● Extrait fourni:
● ● ●

Il ne faut effectivement pas se surprendre si les employés des grandes chaînes de restaurants redoublent de créativité pour inventer des façons de remplacer le traditionnel Joyeux anniversaire. La chanson ne fait toujours pas partie du domaine public et n'est pas près d'en faire partie.

Happy Birthday to You 101

Depuis plus de 100 ans, Joyeux anniversaire (aussi Bonne fête à toi) est chantée pour célébrer l'anniversaire de naissance d'une personne. Initialement écrite en anglais (Happy Birthday to You), la chanson est la mieux connue dans la langue de Shakespeare, selon le Livre Guinness des records. Ses paroles ont été traduites dans au moins 18 langues.

Mais Happy Birthday to You est en fait un dérivé d'une contine pour enfants. En effet, la mélodie de la chanson provient de Good Morning to All, composée en 1893 par les soeurs Mildred et Patty Hill. Les deux femmes sont alors institutrices à l'école Little Loomhouse de Louisville et elles veulent créer une chanson facile à retenir que les enfants pourront chanter à leurs professeurs, en débutant la journée.

Comme les deux femmes sont institutrices, il leur est facile d'utiliser leur classe pour tester leurs essais. Elles écrivent des chansons le soir et les soumettent à la classe le lendemain, histoire de voir lesquelles se chantent le mieux ou sont les plus appréciées des enfants. Elles apportent des correctifs sur certaines, en laissent tomber d'autres. En 1893, elles en ont plusieurs à leur actif et publient le livre de partitions Song Stories for the Kindergarten.

Quelques années plus tard, dans les années 1920, quelqu'un (l'histoire ne dit pas qui) remplace les paroles Good Morning to You par Happy Birthday to You ‒ il n'existait alors pas d'airs à chanter lors de célébrations d'anniversaires. Comme la mélodie de la chanson est connue par beaucoup d'enfants, elle gagne en popularité en un rien de temps.

En 1934, Irving Berlin utilise la chanson dans sa revue musicale As Thousands Cheer. Jessica Hill, soeur cadette de Mildred et Patti, poursuit le compositeur et fait enregistrer la chanson qui revient ainsi sous la protection du droit d'auteur ‒ les soeurs n'avaient manifestement pas cru bon de renouveler leur droit d'auteur, une fois la période de grâce terminée. Au fil des ans, les droits passent entre les mains de plusieurs compagnies avant d'être achetés, en 1989, par la Warner/Chappell Music.

● ● ●

● Données fournies:
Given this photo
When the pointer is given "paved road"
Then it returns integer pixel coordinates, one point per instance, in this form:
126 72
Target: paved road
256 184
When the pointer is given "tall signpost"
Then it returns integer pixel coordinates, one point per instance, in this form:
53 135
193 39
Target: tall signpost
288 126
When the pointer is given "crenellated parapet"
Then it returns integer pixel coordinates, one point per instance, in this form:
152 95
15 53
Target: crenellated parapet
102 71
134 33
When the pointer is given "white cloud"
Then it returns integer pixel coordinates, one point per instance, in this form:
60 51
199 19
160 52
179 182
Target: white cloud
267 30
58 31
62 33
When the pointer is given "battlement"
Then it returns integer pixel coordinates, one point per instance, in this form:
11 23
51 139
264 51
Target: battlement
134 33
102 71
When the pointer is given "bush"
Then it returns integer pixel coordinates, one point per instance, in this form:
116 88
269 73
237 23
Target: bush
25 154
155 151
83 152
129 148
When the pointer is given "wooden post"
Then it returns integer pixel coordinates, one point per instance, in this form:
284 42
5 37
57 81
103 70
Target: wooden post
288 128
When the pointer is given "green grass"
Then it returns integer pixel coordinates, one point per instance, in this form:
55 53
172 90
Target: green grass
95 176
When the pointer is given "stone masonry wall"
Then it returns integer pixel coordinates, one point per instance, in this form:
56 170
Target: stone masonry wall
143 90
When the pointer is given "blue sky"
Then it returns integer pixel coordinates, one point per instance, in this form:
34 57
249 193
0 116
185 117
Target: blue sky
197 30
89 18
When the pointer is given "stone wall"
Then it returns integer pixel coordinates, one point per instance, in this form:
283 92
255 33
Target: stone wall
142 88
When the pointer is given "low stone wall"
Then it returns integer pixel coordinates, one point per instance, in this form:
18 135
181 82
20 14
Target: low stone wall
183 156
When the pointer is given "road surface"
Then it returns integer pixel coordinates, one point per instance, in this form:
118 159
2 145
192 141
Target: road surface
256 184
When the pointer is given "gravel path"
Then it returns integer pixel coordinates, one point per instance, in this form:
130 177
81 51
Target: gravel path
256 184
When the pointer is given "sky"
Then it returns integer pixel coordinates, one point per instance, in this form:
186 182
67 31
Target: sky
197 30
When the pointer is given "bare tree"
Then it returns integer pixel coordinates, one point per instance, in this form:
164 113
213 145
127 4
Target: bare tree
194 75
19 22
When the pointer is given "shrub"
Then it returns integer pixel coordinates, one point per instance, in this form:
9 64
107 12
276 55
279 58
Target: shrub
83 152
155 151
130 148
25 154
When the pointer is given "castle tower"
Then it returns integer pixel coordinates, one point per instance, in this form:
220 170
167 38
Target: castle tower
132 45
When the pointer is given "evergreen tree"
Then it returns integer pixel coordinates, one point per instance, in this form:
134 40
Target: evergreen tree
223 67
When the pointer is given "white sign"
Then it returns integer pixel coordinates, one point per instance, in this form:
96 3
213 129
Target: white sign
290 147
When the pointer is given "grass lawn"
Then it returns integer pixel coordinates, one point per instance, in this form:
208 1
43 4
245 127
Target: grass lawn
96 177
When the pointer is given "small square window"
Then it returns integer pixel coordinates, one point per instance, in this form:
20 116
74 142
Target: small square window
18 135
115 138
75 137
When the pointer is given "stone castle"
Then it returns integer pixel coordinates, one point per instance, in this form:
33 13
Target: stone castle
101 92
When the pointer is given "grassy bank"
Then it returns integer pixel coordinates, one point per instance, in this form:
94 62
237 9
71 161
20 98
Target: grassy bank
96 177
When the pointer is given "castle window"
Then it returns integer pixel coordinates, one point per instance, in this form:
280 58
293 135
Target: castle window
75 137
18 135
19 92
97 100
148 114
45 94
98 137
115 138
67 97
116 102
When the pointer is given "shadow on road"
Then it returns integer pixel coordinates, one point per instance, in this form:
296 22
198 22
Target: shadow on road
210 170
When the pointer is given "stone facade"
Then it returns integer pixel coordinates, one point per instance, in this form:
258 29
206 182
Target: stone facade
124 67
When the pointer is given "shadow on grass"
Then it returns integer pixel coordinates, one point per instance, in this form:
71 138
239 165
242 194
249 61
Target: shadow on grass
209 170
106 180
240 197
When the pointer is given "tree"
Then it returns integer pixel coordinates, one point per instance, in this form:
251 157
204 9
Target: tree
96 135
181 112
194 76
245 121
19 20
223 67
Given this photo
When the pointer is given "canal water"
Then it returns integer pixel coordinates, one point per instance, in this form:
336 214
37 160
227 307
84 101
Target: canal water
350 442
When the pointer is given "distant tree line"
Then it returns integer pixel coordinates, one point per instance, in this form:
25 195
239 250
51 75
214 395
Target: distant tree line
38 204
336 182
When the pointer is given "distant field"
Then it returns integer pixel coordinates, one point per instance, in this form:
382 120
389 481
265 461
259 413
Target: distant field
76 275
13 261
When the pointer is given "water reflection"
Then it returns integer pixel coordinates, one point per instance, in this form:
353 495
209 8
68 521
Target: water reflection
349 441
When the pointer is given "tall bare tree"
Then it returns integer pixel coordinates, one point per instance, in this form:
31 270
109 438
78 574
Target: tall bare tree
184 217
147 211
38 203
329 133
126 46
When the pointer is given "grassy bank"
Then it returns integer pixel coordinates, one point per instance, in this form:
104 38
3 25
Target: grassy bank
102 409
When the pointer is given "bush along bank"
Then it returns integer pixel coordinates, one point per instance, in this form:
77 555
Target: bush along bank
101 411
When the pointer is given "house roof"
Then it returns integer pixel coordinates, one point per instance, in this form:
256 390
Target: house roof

● ● ●

● Consignes de l'exercice:
1) Répondez à ces questions d'après l'extrait :
(a) En quelle année la Warner/Chappell Music a-t-elle acheté les droits de la chanson ?
(b) Dans combien de langues, au minimum, ses paroles ont-elles été traduites ?
(c) Dans quelle école les deux sœurs Hill étaient-elles institutrices ?
2) Citez fidèlement le passage de l'extrait compris entre « Il ne faut effectivement » et « moins 18 langues. », ces mots inclus.
La liste ne joue aucun rôle dans cet exercice.

● Réponses attendues:
1)
(a) En 1989.
(b) Dans au moins 18 langues.
(c) À l'école Little Loomhouse de Louisville.

2)
Il ne faut effectivement pas se surprendre si les employés des grandes chaînes de restaurants redoublent de créativité pour inventer des façons de remplacer le traditionnel Joyeux anniversaire. La chanson ne fait toujours pas partie du domaine public et n'est pas près d'en faire partie.

Happy Birthday to You 101

Depuis plus de 100 ans, Joyeux anniversaire (aussi Bonne fête à toi) est chantée pour célébrer l'anniversaire de naissance d'une personne. Initialement écrite en anglais (Happy Birthday to You), la chanson est la mieux connue dans la langue de Shakespeare, selon le Livre Guinness des records. Ses paroles ont été traduites dans au moins 18 langues.